------ Source passage

The melody of the song is borrowed from the Chant des marais (Peat Bog Soldiers in English, Die Moorsoldaten in German), as suggested by Josée Contreras who had heard it at summer camp. She doesn’t know (source) at the time, that this melody was composed around 1933 by German communists held in the Börgermoor camp, which then spread through the nazi concentration camps and the International Brigades, before entering the Scout Movement repertoire after the war. This accidental borrowing draws, according to journalist Chloé Leprince, a “sound bridge […] between patriarchy and deportation”, which echoes other references to the Shoah in feminist and student speeches at the time. As noted by musicologist Élise Petit (source), this activist reappropriation of the Chant des marais was not new as other covers and reimagining have been found in Germany, England, Greece or even Corsica.

Worth mentioning, the move from the Chant des marais to the Hymne des femmes is reminiscent of some variations of La Marseillaise: a war chant reused by the revolutionaries of 1848 and the communards of 1871 before becoming national anthem in 1879, it’s also the melody of La Marseillaise des cotillons, written by Louise de Chaumont in 1848, and of Women’s Marseillaise sung by the British suffragettes, and later the American ones, in the 1910s, with lyrics by Florence MacAulay. Punctuating the history of struggles, these chants sung in unison serve to galvanize a group, exteriorize a demand or a suffering, and assert the existence of a shared identity. Thus, the Hymne des femmes is part of a musical and activist tradition and expresses out loud the demands of the second feminist wave as well.


A reflection of the MLF demands

The lyrics are published with two other songs in Le torchon brûle, the MLF newspaper, in February 1972.

------------
------ Data listing

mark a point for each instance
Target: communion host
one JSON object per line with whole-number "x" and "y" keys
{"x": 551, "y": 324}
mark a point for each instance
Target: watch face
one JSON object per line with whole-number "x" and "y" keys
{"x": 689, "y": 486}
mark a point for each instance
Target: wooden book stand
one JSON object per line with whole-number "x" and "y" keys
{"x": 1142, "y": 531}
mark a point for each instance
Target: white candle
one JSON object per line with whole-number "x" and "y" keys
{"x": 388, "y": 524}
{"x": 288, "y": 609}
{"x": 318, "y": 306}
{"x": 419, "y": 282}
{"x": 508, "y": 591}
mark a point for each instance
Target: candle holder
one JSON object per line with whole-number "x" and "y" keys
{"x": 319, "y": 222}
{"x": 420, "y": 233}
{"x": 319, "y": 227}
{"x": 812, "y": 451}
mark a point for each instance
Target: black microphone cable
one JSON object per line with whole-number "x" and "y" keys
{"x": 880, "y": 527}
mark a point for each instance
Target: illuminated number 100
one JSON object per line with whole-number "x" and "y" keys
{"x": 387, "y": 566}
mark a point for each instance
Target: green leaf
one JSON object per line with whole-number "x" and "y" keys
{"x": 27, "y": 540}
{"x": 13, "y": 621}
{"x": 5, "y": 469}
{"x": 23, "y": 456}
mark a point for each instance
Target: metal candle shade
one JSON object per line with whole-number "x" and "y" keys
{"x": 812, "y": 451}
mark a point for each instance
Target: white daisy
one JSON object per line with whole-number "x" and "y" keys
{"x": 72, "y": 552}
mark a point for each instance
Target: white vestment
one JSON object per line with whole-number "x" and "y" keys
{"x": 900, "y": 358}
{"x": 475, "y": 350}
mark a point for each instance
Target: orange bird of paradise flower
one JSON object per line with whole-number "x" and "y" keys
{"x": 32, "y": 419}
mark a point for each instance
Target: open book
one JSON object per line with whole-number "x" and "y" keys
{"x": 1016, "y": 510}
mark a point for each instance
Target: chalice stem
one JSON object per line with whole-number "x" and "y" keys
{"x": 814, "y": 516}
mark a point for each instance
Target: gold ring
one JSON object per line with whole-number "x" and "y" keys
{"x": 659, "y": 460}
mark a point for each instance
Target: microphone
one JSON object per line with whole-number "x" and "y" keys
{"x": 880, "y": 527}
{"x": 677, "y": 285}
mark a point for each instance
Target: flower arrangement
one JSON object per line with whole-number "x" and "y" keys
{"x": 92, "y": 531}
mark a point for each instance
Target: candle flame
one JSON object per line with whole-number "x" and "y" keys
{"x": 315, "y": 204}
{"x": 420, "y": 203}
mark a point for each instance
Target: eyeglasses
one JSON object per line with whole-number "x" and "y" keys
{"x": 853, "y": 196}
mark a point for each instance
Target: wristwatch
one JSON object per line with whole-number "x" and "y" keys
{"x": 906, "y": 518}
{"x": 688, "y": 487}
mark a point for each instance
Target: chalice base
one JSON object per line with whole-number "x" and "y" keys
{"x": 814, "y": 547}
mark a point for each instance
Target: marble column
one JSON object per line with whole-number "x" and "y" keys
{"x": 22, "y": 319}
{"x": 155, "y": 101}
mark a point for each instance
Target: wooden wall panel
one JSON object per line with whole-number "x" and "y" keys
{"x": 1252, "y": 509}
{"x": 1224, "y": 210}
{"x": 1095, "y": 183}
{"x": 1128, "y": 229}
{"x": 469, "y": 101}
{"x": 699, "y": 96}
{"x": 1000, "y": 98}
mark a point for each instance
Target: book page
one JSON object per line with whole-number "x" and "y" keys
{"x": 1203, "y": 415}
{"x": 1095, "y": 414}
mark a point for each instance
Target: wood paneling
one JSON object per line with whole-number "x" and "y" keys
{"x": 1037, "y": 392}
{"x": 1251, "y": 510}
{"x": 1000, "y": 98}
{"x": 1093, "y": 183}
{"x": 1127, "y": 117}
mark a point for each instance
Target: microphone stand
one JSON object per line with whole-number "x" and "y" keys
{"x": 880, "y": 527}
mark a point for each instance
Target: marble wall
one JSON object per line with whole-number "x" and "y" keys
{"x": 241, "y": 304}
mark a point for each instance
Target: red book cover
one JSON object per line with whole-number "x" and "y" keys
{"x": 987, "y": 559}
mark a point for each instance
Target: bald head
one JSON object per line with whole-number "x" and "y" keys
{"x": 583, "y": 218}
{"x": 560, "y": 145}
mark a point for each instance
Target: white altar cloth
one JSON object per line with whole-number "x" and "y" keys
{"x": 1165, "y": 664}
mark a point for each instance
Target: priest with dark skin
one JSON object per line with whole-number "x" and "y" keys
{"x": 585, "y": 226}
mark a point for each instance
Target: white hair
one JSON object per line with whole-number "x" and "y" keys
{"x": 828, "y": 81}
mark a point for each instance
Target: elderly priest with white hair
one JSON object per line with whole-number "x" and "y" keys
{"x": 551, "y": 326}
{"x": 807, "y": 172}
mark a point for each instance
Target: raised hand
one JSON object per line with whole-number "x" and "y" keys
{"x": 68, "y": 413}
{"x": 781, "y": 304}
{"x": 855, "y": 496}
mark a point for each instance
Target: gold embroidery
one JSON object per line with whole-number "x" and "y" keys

------------

▶ _Exercises to complete_
A: According to the passage about the Hymne des femmes, who composed the melody of the Chant des marais, and where were they held?
B: Reproduce the part of the passage about the Hymne des femmes that opens with the words containing "Worth mentioning, the" and closes with "wave as well.", swapping "suffragettes" for "suffragists".
C: List every place that the passage about the Hymne des femmes names as a location where other covers and reimaginings of the Chant des marais have been found.
The entries come from a source separate from the passage about the Hymne des femmes.

▶ _Expected responses_
A: German communists held in the Börgermoor camp composed it, around 1933.

B:
Worth mentioning, the move from the Chant des marais to the Hymne des femmes is reminiscent of some variations of La Marseillaise: a war chant reused by the revolutionaries of 1848 and the communards of 1871 before becoming national anthem in 1879, it’s also the melody of La Marseillaise des cotillons, written by Louise de Chaumont in 1848, and of Women’s Marseillaise sung by the British suffragists, and later the American ones, in the 1910s, with lyrics by Florence MacAulay. Punctuating the history of struggles, these chants sung in unison serve to galvanize a group, exteriorize a demand or a suffering, and assert the existence of a shared identity. Thus, the Hymne des femmes is part of a musical and activist tradition and expresses out loud the demands of the second feminist wave as well.

C: Germany, England, Greece, Corsica